*SHORT TASK*: Write out exactly the lines from the one with "Segment the contrail" through the last line. Pictures stay out.

*DATA SECTION*:
* Begin *
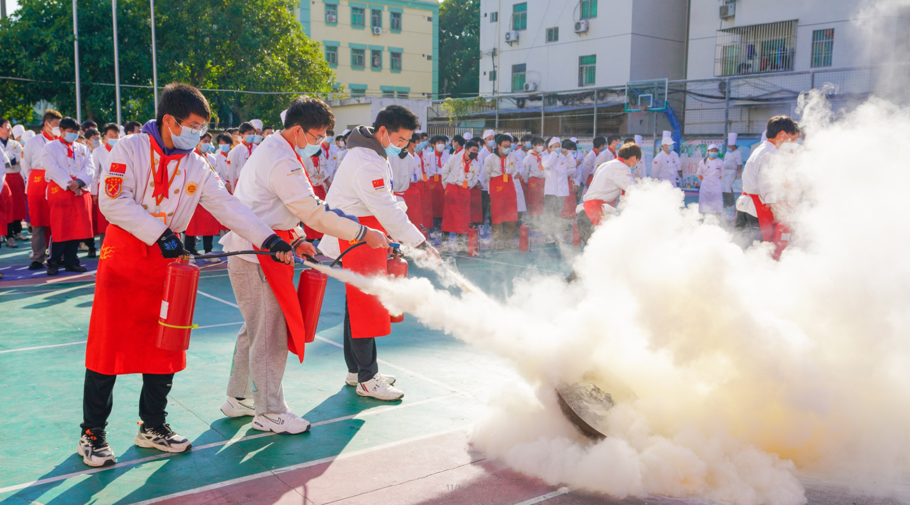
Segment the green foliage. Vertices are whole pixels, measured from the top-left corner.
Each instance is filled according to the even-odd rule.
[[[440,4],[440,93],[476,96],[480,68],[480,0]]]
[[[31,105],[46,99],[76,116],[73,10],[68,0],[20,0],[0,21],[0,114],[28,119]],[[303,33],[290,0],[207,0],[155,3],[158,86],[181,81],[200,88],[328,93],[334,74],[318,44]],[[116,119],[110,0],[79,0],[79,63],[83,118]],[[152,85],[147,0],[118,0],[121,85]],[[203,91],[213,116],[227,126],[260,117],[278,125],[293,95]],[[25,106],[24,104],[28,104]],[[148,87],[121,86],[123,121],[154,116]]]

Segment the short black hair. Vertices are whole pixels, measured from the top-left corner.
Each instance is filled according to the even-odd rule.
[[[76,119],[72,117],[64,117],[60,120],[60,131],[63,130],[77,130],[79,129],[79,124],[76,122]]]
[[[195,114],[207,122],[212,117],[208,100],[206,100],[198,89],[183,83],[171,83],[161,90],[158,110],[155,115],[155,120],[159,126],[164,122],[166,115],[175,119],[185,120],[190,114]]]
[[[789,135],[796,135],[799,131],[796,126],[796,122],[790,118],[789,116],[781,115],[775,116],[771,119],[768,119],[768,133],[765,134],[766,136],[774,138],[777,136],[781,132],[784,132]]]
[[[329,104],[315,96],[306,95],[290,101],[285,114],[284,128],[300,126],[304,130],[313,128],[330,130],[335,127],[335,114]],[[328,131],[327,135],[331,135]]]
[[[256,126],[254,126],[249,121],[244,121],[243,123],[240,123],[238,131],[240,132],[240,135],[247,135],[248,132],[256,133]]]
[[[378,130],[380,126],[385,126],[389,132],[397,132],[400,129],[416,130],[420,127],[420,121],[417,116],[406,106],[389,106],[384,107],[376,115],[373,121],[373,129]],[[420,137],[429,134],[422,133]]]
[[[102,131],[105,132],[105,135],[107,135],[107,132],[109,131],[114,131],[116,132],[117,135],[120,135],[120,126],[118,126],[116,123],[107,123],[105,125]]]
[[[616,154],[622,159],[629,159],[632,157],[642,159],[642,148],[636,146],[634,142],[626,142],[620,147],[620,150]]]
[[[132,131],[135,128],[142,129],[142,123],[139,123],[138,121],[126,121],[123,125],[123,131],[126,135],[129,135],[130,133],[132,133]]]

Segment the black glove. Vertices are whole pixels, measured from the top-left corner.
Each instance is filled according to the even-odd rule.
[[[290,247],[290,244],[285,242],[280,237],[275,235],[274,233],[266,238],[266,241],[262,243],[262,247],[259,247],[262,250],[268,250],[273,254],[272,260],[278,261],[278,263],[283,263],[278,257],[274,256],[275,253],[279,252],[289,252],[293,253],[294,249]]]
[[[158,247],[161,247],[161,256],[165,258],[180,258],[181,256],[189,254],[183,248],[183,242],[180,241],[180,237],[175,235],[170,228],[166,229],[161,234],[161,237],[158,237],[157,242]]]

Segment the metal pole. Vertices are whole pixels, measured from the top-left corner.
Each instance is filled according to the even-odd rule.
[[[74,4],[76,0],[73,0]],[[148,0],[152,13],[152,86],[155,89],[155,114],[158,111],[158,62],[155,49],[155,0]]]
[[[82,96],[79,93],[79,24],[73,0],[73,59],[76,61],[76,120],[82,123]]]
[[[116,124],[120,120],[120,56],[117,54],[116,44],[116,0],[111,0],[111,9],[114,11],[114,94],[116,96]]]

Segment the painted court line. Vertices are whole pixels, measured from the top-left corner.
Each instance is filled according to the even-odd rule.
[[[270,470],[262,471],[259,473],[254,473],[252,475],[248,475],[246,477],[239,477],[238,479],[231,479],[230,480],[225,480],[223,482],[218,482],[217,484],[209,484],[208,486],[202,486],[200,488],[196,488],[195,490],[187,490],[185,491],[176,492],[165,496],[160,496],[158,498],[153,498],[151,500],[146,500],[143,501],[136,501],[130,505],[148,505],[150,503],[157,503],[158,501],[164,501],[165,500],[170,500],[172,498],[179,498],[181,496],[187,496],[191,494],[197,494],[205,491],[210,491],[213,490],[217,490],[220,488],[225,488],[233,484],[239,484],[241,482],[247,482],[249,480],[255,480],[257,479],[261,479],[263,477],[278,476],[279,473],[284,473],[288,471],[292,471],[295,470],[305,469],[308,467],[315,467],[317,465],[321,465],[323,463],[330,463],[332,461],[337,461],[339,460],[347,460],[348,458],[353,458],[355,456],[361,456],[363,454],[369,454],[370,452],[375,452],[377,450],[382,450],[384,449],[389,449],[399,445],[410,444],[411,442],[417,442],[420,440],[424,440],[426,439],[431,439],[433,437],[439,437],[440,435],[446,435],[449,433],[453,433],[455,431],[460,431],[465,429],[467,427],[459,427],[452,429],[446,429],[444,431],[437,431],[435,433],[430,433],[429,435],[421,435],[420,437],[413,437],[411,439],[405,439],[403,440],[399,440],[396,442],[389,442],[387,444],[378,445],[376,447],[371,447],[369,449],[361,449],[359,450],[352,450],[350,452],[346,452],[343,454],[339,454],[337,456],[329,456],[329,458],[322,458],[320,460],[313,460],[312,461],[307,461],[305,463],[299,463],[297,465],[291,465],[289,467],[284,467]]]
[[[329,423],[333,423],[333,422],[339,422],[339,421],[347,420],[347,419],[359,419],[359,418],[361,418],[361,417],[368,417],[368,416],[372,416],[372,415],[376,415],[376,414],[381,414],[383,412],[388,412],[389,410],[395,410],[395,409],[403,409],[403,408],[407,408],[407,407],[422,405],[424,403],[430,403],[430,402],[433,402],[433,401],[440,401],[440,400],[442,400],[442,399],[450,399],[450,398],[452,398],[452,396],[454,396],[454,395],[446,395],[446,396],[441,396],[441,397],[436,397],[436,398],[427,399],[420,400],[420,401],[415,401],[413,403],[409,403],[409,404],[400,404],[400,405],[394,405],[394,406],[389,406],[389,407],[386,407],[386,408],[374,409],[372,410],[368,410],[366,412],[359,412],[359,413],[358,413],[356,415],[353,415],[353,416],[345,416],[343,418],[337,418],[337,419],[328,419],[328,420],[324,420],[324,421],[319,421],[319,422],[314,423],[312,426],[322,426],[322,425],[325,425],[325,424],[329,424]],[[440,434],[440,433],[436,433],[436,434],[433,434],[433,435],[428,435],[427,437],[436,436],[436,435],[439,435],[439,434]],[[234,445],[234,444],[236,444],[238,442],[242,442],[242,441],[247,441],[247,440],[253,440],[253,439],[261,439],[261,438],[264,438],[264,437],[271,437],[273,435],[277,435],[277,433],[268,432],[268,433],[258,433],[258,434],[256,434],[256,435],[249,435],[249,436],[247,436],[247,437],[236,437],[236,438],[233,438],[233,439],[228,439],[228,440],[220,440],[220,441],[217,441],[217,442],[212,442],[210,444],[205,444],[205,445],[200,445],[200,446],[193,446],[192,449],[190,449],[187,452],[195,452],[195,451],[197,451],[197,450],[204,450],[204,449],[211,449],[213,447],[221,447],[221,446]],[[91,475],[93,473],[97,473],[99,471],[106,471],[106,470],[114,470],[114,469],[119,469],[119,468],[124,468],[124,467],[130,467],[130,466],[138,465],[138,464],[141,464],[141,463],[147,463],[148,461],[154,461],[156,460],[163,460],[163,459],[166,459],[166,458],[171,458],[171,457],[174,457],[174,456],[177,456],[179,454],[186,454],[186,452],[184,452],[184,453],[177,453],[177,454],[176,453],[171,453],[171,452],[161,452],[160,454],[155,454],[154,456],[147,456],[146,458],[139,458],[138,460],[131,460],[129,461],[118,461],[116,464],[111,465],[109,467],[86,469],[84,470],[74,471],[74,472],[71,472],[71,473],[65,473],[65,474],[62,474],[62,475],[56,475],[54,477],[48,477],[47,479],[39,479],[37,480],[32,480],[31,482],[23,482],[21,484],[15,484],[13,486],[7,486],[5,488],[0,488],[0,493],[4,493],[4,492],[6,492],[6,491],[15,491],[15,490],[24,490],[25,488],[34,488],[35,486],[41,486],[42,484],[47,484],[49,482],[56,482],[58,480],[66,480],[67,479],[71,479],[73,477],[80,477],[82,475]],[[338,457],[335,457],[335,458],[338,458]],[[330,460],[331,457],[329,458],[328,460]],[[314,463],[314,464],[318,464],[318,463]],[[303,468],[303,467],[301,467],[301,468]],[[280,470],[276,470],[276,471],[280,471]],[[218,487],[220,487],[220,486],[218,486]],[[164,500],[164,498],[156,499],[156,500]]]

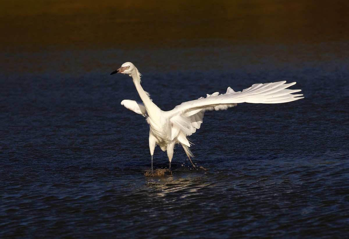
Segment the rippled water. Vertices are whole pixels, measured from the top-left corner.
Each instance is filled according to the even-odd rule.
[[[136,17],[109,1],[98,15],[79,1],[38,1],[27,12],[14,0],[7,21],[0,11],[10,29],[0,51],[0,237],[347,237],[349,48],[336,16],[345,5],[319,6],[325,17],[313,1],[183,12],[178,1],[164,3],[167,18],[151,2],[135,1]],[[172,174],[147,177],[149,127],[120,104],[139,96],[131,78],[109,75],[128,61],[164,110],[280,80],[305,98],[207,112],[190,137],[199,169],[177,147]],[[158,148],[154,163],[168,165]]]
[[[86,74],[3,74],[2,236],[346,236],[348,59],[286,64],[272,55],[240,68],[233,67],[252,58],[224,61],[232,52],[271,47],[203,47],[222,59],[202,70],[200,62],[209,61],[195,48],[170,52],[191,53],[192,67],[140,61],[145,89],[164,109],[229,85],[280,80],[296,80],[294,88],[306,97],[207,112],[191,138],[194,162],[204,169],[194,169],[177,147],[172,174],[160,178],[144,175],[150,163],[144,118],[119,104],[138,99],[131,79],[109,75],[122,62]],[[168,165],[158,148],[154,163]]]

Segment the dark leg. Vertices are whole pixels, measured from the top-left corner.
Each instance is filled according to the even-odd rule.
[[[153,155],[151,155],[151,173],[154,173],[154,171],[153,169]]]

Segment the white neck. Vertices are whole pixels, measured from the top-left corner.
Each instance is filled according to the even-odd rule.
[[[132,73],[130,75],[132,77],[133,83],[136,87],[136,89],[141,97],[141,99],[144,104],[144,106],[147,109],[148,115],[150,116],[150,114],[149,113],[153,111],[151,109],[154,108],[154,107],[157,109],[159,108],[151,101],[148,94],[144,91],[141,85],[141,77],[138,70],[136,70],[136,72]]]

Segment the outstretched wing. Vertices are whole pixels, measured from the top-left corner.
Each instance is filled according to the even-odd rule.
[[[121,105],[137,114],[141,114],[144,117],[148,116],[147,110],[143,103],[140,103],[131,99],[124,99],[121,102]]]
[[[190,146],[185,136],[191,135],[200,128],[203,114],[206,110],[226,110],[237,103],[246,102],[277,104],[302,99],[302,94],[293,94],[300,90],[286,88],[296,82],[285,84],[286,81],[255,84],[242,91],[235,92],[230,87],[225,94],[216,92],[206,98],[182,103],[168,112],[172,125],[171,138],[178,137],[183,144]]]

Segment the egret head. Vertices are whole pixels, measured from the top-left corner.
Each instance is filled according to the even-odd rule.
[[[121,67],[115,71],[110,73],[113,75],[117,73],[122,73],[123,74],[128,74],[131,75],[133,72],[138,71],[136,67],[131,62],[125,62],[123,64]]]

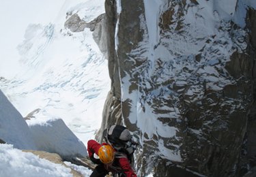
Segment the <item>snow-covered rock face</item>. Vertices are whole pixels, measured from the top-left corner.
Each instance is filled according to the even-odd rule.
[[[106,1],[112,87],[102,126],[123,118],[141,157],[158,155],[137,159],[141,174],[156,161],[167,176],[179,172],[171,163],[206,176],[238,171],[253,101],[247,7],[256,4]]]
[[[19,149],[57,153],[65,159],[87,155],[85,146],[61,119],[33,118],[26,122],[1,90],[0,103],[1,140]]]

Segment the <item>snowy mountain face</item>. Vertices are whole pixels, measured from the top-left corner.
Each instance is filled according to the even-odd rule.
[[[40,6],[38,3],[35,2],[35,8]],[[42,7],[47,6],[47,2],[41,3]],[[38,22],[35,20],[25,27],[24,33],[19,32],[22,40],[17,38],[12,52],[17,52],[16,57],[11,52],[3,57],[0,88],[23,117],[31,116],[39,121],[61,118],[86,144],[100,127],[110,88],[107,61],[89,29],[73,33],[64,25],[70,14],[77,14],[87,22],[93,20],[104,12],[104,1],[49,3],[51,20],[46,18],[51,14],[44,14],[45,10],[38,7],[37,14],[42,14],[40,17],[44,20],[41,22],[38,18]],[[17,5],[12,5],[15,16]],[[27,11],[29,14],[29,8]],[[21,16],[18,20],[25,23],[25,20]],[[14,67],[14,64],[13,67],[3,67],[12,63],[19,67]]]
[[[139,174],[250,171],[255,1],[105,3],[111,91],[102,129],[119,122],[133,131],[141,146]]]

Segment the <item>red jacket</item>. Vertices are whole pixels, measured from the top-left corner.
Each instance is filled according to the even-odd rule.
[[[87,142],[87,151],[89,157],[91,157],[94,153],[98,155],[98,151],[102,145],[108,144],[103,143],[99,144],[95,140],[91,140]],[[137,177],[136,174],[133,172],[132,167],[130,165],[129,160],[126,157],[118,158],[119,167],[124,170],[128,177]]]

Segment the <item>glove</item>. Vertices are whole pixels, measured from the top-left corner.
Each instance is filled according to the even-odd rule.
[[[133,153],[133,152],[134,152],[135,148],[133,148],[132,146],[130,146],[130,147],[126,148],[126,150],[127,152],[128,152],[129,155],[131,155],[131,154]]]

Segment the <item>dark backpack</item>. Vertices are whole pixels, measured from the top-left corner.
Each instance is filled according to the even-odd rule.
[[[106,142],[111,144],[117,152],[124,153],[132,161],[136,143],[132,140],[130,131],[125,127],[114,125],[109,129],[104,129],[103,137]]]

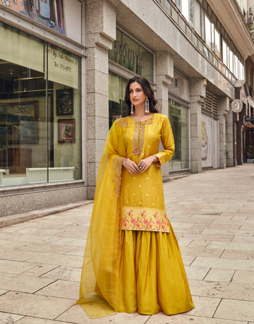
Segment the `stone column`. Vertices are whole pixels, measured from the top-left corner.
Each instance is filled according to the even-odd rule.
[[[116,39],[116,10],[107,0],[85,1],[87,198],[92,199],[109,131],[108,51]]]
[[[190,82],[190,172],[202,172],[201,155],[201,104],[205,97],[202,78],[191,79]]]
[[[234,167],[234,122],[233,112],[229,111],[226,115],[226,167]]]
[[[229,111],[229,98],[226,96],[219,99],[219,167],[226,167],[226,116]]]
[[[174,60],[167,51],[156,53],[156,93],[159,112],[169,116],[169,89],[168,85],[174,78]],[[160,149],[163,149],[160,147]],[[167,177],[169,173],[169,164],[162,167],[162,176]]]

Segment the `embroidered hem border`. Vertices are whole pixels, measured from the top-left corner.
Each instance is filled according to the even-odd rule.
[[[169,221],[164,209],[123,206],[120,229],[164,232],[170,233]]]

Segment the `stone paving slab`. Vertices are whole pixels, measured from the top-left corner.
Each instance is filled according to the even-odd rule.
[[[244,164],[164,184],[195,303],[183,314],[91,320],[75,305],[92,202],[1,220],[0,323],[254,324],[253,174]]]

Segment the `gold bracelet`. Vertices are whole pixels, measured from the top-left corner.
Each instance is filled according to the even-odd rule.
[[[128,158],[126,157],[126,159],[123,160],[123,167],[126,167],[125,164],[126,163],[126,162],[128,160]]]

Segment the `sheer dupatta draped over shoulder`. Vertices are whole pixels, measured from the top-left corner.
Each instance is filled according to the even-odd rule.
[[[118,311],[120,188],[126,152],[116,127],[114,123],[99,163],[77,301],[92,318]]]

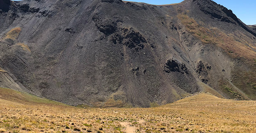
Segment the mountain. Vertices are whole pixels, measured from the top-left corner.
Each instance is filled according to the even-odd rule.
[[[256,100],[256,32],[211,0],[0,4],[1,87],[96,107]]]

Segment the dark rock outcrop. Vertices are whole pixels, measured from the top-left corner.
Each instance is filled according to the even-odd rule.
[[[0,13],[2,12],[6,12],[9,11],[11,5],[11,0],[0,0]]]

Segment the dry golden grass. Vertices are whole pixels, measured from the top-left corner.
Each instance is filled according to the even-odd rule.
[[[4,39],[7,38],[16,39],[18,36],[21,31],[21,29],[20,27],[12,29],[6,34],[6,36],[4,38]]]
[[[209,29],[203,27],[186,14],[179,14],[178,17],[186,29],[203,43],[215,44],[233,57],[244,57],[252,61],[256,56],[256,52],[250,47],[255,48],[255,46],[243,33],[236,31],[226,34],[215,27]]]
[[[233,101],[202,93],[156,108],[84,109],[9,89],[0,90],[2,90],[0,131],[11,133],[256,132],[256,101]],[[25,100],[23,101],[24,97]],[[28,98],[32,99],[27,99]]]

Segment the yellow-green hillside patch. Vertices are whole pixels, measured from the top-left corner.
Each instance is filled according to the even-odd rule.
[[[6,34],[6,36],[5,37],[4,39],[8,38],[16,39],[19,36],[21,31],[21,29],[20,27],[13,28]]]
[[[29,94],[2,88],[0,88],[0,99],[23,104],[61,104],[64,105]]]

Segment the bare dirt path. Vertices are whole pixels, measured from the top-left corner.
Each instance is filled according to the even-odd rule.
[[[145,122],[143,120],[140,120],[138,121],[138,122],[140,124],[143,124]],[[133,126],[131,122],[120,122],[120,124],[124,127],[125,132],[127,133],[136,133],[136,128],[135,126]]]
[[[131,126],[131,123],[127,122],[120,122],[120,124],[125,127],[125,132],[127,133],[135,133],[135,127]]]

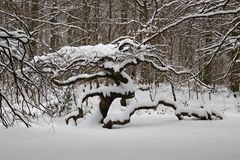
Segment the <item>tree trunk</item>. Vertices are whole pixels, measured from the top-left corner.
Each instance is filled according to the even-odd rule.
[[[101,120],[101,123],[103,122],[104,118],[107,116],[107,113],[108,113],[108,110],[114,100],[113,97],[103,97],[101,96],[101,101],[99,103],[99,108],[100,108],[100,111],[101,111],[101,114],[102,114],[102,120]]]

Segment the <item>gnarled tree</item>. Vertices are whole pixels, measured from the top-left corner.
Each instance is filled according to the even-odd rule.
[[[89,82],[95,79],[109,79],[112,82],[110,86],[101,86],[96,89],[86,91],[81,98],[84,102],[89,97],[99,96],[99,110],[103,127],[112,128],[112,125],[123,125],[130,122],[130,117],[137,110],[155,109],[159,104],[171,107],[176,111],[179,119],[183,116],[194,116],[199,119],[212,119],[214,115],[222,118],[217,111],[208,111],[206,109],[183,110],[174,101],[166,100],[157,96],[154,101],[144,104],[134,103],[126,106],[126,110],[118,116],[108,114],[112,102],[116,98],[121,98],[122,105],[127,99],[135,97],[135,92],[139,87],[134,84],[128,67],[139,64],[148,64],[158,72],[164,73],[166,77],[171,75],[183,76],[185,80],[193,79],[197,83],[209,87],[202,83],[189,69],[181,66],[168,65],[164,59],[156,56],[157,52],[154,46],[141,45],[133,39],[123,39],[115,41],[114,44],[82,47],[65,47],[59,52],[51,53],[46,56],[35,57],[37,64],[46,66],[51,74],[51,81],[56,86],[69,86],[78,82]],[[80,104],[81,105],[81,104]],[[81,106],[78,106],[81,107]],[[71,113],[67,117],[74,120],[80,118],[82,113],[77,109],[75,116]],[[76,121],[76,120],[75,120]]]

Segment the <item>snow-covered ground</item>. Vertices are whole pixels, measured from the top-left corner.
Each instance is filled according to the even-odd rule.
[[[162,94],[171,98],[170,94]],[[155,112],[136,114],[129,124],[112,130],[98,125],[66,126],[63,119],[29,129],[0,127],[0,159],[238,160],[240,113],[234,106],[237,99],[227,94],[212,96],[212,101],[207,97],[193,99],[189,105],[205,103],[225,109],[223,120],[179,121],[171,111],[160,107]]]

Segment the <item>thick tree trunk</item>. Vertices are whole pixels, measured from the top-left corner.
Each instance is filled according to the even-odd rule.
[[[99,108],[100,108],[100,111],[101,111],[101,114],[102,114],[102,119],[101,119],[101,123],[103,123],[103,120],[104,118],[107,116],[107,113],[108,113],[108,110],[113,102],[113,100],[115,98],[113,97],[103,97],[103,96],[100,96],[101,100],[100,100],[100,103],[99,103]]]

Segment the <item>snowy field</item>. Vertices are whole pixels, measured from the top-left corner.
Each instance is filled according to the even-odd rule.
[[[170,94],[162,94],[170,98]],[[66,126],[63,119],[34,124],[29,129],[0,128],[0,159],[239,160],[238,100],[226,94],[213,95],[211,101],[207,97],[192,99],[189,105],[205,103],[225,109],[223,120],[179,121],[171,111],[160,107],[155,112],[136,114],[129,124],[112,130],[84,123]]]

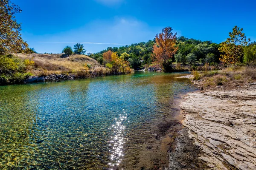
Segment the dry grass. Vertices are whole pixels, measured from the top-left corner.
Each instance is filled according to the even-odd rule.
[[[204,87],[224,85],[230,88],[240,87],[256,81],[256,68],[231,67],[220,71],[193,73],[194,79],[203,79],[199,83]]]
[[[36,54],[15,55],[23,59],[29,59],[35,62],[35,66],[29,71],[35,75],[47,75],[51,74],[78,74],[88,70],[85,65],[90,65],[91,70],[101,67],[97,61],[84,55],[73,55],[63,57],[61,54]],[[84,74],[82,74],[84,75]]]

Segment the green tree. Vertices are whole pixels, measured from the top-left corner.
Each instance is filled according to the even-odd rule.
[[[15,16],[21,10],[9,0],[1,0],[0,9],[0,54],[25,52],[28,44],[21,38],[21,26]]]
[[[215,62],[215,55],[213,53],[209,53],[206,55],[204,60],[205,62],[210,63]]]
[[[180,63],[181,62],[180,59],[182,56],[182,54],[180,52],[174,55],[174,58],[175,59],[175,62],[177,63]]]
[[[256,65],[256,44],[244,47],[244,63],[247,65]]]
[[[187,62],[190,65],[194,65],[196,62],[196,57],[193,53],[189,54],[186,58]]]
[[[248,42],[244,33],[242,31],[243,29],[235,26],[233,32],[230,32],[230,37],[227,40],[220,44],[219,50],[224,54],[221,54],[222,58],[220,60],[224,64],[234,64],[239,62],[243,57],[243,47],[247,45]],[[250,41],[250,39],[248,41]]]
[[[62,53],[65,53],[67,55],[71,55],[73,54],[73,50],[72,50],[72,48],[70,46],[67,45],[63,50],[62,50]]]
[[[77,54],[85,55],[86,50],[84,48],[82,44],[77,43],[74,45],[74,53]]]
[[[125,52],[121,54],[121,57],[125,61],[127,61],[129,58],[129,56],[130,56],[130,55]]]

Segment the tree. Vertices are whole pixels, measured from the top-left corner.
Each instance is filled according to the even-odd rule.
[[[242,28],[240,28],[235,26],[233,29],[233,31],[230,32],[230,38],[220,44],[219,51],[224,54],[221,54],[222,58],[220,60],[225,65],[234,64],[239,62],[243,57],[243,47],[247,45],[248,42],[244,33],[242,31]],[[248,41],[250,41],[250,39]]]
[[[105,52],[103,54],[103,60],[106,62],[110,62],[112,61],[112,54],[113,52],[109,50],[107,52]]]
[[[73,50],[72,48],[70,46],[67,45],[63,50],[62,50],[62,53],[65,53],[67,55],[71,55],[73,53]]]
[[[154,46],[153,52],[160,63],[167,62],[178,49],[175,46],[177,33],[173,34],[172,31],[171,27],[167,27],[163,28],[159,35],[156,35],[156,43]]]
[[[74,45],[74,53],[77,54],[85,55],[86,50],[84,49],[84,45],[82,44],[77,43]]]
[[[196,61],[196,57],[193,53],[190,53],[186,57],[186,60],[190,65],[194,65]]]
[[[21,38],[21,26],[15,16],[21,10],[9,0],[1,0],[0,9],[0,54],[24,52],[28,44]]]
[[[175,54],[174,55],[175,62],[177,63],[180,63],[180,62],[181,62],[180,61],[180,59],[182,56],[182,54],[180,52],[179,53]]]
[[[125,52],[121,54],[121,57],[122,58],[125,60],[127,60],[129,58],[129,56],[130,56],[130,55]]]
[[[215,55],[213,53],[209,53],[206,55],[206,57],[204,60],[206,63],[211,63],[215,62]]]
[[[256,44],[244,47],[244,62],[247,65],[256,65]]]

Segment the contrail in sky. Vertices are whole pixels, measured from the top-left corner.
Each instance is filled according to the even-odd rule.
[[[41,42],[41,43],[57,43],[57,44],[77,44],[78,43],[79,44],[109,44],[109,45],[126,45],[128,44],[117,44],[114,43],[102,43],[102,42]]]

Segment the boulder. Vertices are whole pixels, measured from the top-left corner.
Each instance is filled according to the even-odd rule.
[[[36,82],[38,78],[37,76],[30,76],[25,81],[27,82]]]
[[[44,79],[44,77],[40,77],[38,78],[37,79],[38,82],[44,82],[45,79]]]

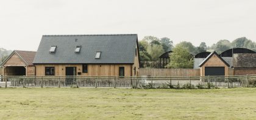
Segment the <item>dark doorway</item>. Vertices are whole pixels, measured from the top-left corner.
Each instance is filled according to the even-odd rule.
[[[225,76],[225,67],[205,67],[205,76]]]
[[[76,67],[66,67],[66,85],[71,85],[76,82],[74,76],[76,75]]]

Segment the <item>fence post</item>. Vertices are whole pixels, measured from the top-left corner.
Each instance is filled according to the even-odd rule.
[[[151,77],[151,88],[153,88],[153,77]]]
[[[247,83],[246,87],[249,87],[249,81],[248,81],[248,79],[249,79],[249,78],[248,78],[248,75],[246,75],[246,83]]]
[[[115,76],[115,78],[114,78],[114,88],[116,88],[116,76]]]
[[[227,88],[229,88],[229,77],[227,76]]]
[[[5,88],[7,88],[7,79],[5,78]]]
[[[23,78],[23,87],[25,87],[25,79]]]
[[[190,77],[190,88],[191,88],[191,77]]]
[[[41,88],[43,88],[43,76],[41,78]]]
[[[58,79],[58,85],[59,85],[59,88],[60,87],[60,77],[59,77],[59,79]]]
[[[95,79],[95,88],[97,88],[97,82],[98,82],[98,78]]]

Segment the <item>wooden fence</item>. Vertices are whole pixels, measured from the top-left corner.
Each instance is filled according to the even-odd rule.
* End *
*REPLY TO THE TASK*:
Segment the contrail in sky. Vertices are whole pixels, measured from the top-left corner.
Each instance is filled according to the even-odd rule.
[[[41,42],[41,43],[57,43],[57,44],[77,44],[78,43],[79,44],[109,44],[109,45],[126,45],[128,44],[117,44],[114,43],[102,43],[102,42]]]

Segment the boulder. Vertices are whole pixels, measured from the top-left corner.
Each instance is filled according to the even-odd rule.
[[[36,82],[38,78],[37,76],[30,76],[25,81],[27,82]]]
[[[44,79],[44,77],[40,77],[38,78],[37,79],[38,82],[44,82],[45,79]]]

Segment the <item>dark doorway</item>. Vertices are whole pixels, measured from the top-left corner.
Each instance is filled according to the even-odd rule.
[[[225,76],[225,67],[205,67],[205,76]]]
[[[76,67],[66,67],[66,85],[71,85],[76,82],[74,76],[76,75]]]

Segment the <item>fence post</item>. Vertices are whole pixels, measured from the top-left corner.
Each instance is filled according to the even-odd rule.
[[[151,77],[151,88],[153,88],[153,77]]]
[[[247,83],[246,87],[249,87],[249,81],[248,81],[248,79],[249,79],[249,78],[248,78],[248,75],[246,75],[246,83]]]
[[[115,76],[115,78],[114,78],[114,88],[116,88],[116,76]]]
[[[227,88],[229,88],[229,77],[227,76]]]
[[[5,88],[7,88],[7,79],[5,78]]]
[[[23,78],[23,87],[25,87],[25,79]]]
[[[190,77],[190,88],[191,88],[191,77]]]
[[[41,88],[43,88],[43,76],[41,78]]]
[[[58,79],[58,85],[59,85],[59,88],[60,87],[60,77],[59,77],[59,79]]]
[[[95,79],[95,88],[97,88],[97,82],[98,82],[98,78]]]

Segment the <item>wooden fence</item>. Vertices are whole pixels, measured from the top-left corner.
Each instance is filled according to the even-odd rule.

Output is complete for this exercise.